Work order
When you return the data, keep each character exactly as it appears.
Data records START
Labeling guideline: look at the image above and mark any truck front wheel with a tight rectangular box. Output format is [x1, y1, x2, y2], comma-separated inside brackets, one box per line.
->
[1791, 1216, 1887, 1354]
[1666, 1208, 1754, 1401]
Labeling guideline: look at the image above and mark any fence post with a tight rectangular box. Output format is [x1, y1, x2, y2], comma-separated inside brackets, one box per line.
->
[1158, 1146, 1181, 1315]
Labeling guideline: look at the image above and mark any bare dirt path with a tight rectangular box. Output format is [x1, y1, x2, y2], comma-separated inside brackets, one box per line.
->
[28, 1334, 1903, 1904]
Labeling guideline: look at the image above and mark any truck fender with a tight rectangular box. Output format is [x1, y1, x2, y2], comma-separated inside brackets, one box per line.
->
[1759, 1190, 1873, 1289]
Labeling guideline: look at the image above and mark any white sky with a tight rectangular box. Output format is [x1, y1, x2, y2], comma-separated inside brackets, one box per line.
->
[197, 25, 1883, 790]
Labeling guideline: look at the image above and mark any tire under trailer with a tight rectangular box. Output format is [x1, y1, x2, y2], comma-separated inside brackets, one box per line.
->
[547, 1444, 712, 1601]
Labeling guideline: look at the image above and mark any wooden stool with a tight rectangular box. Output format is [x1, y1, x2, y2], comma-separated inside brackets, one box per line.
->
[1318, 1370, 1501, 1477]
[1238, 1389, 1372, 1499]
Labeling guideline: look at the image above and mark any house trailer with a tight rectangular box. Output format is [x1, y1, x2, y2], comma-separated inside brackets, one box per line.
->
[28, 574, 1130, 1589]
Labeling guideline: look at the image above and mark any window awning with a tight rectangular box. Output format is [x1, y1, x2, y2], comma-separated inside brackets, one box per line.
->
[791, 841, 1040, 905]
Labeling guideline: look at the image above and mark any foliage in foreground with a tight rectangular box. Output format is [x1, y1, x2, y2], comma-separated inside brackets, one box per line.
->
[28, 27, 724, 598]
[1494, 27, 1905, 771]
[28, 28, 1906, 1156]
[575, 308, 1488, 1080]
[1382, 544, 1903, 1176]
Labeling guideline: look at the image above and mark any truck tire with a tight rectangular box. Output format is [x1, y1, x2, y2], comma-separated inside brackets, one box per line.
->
Data records END
Answer area
Labeling guideline: look at the image above and mark any truck front wheel with a tight rectangular box. Output format is [x1, y1, x2, y2], comma-separated inside brackets, one box per line.
->
[1791, 1216, 1887, 1354]
[1666, 1208, 1754, 1401]
Labeling guideline: look at the image above and mark any fence post with a tight rectangular box. Output format is [x1, y1, x2, y2], comma-separated inside brackets, one box per line.
->
[1158, 1146, 1181, 1315]
Labeling guideline: look at the image above and mark any bare dirt path with a tight rectangular box. Output format is [x1, y1, x2, y2], comma-separated inside brackets, one box per line.
->
[28, 1334, 1903, 1904]
Labeling guideline: look at the image above and mark any truck fender with a tight rectangular box. Output format is [x1, y1, x2, y2], comma-separated inside brackets, one box per line.
->
[1759, 1190, 1873, 1289]
Labeling guideline: look at the image above and mark any white sky with a tight rectangular box. Output format is [x1, y1, x2, y2], comma-separated inside brackets, one box per line.
->
[197, 25, 1883, 790]
Labeling guideline: look at the image above and mark any tire under trailer with a tight rectangular box. Output format is [x1, y1, x2, y2], comma-separated inside brackets, one box per line.
->
[547, 1444, 712, 1601]
Labeling guideline: look at the image above and mark any wooden stool with a tight rectangular box. Output format is [x1, y1, x2, y2], comma-separated inside brackets, one box per line.
->
[1318, 1370, 1501, 1477]
[1238, 1389, 1372, 1499]
Labeling guideline: look at the image above and mark any house trailer with a tight rectangular box. Output format is [x1, y1, x2, y2], comma-separated inside brackets, one box per line.
->
[28, 574, 1130, 1589]
Labeling guideline: look at the image above and mark any window awning with a tight rectangular box. Output format is [x1, y1, x2, y2], comma-separated inside brackets, one box per line.
->
[791, 841, 1040, 905]
Labeling guideline: look at the image above and mark any foliage in foreground with a tight rectangular box. Output format is [x1, y1, x2, y2], comma-separated inside brackets, one box per line.
->
[28, 27, 724, 598]
[1494, 27, 1905, 771]
[28, 28, 1906, 1156]
[575, 308, 1488, 1080]
[1382, 544, 1903, 1176]
Labeling guideline: look at the image above and mark any truck tire with a tight rectangular box. Output format is [x1, y1, x2, y2], comma-separated inside brackets, one box per line.
->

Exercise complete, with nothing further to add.